STORED DATA:
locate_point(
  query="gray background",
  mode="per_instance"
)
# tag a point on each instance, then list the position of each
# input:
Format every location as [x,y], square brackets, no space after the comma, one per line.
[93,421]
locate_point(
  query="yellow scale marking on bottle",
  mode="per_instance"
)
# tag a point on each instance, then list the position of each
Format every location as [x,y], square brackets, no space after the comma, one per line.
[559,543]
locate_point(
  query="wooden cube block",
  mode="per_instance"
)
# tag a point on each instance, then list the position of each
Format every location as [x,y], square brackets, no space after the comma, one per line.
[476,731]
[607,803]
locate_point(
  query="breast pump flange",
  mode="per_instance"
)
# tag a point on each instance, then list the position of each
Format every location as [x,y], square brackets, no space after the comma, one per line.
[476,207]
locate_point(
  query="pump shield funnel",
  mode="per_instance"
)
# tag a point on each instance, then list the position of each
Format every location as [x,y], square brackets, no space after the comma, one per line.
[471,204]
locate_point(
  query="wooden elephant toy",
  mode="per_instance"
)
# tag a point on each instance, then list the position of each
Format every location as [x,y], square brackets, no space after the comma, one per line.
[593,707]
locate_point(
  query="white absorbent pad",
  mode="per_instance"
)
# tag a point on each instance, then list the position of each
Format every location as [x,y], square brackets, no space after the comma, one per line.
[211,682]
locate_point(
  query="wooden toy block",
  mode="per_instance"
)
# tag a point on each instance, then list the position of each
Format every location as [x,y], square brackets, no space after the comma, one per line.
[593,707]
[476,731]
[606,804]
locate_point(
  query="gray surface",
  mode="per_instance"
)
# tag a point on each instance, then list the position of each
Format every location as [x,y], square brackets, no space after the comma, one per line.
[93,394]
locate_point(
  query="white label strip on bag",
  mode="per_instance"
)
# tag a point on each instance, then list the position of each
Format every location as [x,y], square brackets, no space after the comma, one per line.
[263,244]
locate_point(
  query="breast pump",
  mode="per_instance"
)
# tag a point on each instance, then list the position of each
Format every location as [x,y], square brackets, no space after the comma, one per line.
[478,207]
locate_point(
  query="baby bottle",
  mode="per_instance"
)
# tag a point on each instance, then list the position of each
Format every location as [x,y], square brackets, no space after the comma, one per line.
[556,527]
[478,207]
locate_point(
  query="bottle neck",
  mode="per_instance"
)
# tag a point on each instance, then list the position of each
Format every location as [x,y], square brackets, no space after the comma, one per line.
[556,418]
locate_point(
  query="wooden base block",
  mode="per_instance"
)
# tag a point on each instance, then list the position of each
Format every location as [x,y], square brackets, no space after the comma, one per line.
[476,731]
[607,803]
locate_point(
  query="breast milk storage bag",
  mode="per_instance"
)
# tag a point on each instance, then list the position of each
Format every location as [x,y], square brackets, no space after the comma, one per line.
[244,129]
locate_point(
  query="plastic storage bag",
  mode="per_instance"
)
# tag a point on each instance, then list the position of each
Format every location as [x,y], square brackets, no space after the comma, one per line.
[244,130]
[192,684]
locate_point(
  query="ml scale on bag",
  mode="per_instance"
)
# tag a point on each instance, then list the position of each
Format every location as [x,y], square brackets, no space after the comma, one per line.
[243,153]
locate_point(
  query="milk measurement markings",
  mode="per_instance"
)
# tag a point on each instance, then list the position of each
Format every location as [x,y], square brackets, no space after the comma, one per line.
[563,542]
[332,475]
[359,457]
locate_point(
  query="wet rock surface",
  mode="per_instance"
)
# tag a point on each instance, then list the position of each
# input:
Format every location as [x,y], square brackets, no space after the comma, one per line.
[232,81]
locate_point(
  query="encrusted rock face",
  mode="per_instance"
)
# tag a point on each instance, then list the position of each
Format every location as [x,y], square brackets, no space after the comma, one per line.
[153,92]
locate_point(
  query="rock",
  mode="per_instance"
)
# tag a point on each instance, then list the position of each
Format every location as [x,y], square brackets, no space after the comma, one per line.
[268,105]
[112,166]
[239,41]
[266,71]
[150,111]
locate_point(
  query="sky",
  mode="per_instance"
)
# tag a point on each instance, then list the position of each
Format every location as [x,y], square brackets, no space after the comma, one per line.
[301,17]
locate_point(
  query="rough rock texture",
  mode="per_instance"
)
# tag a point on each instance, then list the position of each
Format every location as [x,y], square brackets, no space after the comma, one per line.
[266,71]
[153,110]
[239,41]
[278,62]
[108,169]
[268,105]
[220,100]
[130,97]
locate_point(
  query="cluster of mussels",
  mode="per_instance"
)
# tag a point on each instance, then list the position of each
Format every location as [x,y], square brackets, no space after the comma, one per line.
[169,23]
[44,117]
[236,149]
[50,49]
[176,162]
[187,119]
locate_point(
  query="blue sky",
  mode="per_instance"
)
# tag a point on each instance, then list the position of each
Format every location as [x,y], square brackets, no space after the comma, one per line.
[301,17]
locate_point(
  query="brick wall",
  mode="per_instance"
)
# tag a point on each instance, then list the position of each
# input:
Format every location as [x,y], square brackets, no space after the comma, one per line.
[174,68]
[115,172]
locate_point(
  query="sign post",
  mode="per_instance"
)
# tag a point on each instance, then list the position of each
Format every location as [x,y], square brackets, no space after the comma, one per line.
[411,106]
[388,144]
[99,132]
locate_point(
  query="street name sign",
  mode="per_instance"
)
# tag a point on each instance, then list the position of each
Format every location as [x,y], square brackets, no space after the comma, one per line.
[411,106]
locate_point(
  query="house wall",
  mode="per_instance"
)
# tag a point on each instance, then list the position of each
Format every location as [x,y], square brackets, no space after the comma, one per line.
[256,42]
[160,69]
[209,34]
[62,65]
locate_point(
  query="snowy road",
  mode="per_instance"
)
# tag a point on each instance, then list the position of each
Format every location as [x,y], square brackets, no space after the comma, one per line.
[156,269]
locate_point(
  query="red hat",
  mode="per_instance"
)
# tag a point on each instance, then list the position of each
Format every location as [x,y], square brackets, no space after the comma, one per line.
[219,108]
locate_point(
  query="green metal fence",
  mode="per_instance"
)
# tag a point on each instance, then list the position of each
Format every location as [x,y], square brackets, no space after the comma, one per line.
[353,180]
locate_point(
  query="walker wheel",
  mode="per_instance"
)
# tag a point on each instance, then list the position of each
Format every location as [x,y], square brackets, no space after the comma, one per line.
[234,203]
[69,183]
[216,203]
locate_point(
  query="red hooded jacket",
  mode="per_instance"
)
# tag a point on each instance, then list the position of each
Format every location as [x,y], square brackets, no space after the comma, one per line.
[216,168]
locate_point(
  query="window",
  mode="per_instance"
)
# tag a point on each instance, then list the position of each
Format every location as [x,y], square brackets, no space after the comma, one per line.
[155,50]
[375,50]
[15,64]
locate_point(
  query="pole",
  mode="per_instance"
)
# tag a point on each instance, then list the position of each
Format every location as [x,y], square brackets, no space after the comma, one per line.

WORK REQUIRED: Filter the records down to the lines containing the word "bottle", and copy those.

ANSWER SECTION:
  query="yellow scale marking on bottle",
  query="baby bottle",
  query="bottle neck",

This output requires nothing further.